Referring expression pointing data

━━━━━━━━━━━━━━━━━━━━━━━━━━━━━━

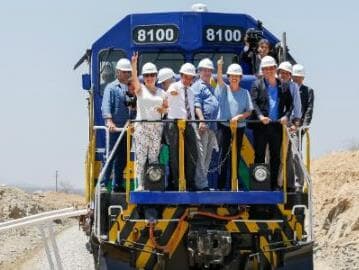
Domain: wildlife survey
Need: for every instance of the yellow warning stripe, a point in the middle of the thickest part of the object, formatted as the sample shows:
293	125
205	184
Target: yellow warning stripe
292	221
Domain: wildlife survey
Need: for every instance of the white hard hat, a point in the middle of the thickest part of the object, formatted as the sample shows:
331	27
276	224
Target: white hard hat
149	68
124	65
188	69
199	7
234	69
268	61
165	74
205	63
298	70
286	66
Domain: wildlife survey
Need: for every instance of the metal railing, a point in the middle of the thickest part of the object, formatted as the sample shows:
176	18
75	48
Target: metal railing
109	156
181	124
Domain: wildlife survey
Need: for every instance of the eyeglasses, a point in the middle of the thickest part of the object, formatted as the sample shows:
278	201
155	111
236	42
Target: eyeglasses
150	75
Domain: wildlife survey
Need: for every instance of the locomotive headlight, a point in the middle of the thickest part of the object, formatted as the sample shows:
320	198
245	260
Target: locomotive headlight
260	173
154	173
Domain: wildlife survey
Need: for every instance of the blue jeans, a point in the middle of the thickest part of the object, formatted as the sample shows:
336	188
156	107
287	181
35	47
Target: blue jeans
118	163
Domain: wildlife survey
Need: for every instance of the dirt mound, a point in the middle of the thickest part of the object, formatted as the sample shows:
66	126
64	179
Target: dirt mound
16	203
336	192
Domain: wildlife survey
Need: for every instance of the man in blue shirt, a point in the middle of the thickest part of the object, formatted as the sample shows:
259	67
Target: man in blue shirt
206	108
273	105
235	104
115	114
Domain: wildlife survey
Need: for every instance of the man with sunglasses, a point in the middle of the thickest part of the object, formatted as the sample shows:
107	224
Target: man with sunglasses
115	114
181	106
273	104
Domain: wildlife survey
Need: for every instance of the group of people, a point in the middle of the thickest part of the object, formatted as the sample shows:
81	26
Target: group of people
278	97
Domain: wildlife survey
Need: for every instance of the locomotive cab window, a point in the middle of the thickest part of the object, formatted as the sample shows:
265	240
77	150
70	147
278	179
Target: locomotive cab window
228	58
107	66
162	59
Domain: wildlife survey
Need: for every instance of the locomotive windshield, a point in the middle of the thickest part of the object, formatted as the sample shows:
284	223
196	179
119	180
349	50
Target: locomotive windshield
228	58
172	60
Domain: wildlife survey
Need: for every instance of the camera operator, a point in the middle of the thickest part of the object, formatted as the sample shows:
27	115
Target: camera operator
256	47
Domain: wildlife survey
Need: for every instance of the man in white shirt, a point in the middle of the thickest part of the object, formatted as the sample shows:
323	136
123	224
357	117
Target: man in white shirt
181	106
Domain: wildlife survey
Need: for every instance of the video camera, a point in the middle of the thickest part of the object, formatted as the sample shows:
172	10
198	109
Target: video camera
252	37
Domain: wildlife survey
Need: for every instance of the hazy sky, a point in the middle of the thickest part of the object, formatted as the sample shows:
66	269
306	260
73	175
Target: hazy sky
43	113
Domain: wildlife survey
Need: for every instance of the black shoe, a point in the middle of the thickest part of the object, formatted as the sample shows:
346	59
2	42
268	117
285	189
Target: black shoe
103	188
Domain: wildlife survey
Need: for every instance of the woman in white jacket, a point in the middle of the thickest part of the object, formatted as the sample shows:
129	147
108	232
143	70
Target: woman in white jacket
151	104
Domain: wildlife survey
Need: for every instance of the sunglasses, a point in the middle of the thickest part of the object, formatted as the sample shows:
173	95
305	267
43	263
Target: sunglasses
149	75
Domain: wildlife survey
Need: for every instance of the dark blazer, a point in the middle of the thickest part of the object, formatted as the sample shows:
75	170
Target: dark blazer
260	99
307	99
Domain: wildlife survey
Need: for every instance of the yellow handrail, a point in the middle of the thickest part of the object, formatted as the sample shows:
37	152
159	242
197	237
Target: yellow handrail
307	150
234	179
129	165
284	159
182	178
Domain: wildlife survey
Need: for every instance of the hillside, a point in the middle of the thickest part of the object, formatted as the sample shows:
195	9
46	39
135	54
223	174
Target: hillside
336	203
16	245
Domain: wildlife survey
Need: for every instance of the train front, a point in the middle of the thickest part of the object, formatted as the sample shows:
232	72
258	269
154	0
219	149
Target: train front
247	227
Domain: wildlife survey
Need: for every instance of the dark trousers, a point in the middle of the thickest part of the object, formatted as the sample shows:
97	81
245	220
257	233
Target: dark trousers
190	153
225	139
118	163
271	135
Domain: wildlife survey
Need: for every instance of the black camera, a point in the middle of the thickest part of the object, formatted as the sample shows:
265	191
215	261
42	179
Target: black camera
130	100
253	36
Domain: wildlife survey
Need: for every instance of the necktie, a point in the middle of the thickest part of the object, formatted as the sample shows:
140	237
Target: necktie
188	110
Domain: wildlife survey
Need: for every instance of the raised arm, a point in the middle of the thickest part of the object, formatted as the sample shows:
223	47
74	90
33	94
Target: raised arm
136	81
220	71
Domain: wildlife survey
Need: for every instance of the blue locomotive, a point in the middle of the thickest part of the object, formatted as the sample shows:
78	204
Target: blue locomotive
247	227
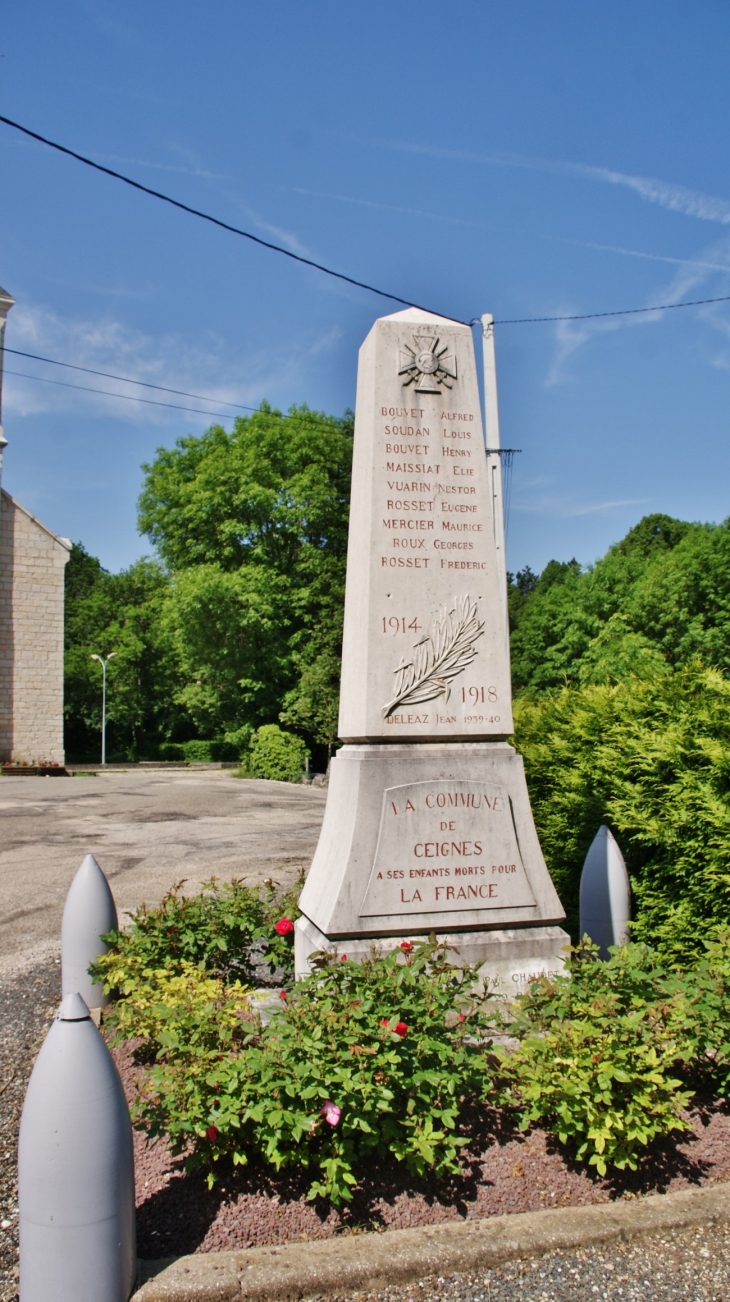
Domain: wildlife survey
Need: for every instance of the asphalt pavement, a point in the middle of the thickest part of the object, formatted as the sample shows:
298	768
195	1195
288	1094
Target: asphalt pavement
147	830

━━━━━━━━━━━━━━━━━━━━━━━━━━━━━━

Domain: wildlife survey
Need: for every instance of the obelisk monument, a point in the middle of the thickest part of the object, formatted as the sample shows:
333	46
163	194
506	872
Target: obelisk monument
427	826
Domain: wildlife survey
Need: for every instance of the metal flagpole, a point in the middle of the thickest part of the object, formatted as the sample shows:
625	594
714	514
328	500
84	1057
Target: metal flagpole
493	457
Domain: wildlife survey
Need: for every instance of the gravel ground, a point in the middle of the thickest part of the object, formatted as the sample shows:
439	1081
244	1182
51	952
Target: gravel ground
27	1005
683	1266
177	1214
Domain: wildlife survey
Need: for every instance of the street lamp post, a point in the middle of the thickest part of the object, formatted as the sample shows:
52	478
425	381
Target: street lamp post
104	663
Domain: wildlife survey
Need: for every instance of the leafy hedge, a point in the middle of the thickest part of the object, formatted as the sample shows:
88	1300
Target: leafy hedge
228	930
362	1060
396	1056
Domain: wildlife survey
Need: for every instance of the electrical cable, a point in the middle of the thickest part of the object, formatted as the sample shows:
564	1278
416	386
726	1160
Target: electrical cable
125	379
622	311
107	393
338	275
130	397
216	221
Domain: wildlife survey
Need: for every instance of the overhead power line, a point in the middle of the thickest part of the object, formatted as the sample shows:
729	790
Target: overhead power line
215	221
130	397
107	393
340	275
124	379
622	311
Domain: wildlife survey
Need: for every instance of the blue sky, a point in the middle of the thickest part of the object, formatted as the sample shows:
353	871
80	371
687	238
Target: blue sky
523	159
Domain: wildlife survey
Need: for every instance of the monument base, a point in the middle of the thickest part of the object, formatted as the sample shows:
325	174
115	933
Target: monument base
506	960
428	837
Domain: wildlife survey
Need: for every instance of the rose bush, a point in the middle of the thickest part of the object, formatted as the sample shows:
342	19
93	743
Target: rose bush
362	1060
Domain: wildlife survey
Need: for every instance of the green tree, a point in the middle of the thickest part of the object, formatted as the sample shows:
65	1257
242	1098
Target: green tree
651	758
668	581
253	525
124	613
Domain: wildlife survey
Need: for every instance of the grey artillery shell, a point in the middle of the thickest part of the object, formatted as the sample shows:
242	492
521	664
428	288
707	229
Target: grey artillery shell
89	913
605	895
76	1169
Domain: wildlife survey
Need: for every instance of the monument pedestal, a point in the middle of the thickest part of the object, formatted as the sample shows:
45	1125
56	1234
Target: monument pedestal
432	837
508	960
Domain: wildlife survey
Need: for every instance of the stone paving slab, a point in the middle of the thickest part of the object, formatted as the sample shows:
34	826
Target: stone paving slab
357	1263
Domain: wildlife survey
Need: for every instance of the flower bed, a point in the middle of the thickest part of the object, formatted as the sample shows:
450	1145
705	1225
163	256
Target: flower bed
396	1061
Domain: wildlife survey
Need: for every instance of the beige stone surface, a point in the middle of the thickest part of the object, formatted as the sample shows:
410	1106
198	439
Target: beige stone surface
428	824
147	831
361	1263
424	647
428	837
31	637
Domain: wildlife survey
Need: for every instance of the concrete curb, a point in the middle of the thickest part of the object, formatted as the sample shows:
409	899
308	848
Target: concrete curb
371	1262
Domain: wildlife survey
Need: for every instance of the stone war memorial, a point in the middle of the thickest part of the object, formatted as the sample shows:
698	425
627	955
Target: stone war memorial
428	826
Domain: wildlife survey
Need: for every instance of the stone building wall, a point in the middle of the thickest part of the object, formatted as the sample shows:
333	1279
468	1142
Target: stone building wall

━━━━━━━━━━━━━━━━━━━━━━━━━━━━━━

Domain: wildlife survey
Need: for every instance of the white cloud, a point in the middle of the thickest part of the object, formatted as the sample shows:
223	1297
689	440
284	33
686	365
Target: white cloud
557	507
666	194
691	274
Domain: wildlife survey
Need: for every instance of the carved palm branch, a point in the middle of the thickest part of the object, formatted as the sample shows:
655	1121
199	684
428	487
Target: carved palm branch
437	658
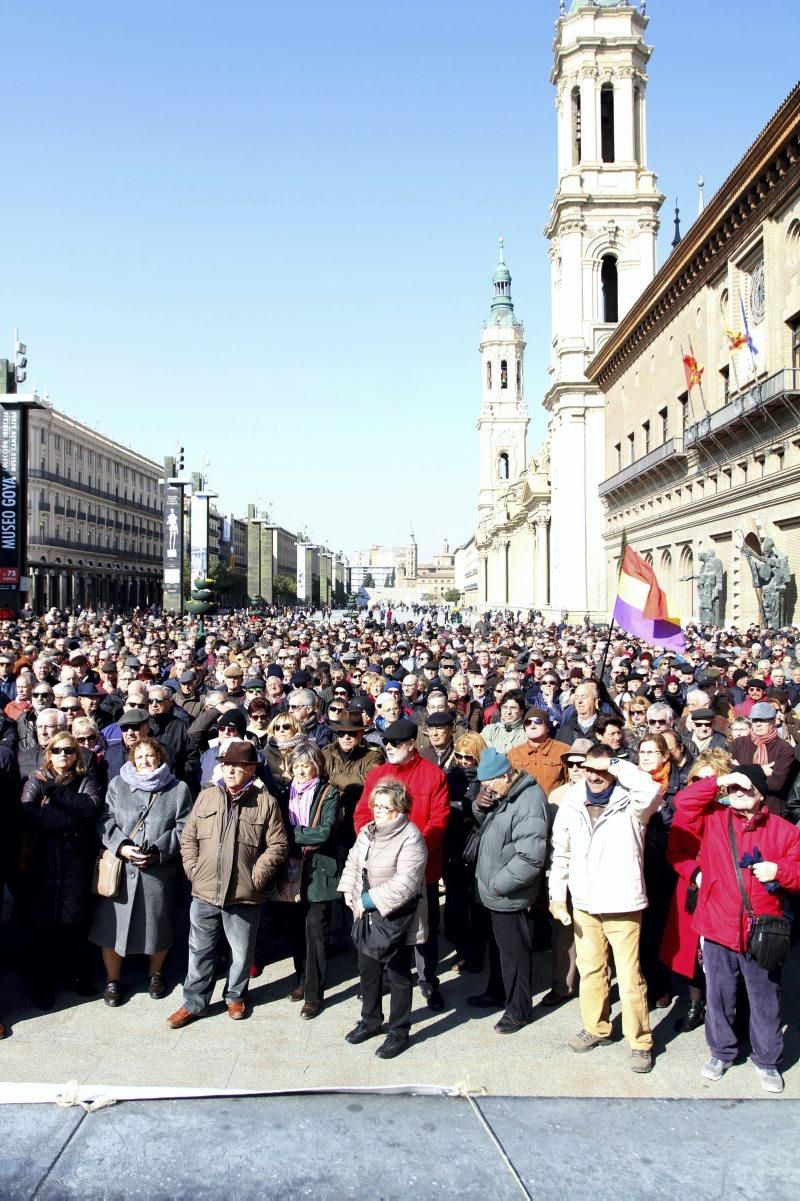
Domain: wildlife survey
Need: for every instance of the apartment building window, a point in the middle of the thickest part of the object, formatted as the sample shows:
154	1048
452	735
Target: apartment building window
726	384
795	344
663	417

━━━━━━━━━━━━━━━━━━━━━━━━━━━━━━

### WHAT YOU NEED TO DO:
Scanning the data above, copy out every line where "wall" is found.

### ANSWER SPACE:
Need: for every instance of the stone building wall, a point in the middle of the thickest part of the object, formatted as the sample shows:
Target: stone building wall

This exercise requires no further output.